▶ **About this task**: The required result is one figure, the count of lines below with the string "pane" in them.

==*==

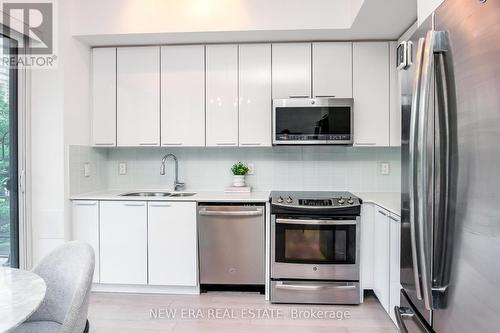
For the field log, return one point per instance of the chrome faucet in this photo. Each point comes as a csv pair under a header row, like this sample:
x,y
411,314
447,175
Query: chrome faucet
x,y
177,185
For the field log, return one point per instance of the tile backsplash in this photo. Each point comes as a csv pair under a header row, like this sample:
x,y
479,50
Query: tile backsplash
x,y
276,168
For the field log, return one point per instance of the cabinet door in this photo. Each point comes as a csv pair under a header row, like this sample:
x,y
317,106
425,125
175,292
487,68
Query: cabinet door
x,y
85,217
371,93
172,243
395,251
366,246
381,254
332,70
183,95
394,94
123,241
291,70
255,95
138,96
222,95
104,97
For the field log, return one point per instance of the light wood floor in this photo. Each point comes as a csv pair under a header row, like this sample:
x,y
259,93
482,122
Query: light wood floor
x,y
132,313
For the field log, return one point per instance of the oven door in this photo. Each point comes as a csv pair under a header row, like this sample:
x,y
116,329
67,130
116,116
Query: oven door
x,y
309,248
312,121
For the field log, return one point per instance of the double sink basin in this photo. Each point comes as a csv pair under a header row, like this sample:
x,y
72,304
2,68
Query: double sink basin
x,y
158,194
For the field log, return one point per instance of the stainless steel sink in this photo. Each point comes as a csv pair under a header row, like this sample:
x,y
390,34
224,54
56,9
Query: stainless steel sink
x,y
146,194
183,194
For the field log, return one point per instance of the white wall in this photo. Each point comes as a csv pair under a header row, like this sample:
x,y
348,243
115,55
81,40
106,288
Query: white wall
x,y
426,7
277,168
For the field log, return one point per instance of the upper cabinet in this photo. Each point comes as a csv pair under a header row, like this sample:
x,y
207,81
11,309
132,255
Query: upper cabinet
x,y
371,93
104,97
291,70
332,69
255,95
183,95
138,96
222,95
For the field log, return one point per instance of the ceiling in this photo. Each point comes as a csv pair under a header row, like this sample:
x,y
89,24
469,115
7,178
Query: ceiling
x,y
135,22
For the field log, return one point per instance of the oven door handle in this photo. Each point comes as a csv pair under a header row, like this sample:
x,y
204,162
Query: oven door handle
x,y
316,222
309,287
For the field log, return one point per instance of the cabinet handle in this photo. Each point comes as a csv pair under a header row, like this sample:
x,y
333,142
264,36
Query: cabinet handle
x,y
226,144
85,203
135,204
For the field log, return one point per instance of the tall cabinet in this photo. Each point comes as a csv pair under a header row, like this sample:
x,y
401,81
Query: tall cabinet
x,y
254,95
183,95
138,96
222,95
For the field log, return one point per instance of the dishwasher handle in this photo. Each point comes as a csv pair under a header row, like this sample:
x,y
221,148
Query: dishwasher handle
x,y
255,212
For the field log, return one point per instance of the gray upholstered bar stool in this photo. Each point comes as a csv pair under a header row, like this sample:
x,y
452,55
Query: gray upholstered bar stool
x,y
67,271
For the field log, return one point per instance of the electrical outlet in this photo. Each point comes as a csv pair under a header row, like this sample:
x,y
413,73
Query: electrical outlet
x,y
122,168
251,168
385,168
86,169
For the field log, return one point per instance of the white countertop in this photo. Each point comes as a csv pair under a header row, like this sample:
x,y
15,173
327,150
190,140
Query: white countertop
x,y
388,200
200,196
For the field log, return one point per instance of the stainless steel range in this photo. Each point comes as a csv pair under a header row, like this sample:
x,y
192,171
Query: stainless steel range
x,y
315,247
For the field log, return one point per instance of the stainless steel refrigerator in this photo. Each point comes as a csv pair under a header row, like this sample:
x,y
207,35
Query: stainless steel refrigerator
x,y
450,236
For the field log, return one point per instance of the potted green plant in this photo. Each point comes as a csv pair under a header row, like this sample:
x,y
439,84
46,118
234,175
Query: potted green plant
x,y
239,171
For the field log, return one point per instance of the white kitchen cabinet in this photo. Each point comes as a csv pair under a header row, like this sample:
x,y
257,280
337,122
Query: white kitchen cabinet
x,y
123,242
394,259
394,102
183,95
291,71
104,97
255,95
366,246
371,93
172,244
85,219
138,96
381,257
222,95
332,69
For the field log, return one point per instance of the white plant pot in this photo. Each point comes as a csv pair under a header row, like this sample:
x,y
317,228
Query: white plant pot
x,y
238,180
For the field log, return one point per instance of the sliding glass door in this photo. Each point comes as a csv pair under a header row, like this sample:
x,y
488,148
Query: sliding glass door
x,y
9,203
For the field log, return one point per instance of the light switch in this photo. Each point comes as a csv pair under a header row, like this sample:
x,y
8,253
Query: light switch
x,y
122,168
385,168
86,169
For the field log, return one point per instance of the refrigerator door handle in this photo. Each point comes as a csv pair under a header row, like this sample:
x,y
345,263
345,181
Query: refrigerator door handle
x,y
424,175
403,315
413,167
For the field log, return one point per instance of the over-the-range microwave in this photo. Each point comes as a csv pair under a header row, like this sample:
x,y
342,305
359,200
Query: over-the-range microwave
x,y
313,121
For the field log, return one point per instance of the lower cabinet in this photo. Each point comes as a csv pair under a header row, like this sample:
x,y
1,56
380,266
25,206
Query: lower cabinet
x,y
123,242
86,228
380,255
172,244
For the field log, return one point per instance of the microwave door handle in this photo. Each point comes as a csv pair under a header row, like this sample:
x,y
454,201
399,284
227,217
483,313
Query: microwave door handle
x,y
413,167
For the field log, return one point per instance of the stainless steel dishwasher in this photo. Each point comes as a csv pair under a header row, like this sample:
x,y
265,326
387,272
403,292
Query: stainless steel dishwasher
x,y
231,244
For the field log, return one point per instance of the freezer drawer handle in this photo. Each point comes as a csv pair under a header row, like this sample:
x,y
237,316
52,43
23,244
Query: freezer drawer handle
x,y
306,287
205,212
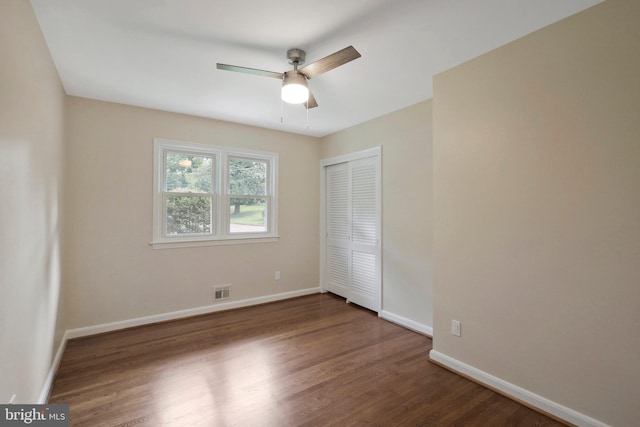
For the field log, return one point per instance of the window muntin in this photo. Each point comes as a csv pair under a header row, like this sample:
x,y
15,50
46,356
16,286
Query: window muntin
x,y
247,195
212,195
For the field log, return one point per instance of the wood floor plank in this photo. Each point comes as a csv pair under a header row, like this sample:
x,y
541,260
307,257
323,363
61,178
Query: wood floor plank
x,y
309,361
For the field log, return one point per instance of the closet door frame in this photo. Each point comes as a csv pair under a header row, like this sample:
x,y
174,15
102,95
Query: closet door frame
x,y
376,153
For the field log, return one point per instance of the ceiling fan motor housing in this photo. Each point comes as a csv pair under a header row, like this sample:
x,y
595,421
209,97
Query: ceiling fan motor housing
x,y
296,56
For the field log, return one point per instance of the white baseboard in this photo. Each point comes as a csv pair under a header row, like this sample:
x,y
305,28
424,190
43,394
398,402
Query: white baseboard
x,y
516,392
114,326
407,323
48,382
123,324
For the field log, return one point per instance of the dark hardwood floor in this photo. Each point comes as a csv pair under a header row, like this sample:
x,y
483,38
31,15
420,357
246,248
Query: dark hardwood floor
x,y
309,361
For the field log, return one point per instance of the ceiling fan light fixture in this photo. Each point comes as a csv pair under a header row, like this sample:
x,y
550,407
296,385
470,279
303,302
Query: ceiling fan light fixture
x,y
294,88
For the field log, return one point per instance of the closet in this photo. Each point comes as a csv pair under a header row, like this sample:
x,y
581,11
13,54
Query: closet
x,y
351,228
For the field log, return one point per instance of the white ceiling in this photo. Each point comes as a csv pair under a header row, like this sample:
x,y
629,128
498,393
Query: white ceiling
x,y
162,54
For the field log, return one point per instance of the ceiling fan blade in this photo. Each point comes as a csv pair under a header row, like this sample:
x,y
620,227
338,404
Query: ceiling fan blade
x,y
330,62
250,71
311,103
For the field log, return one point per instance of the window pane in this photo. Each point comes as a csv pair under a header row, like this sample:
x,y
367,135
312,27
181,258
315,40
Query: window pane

==*==

▶ **Result of this exercise**: 2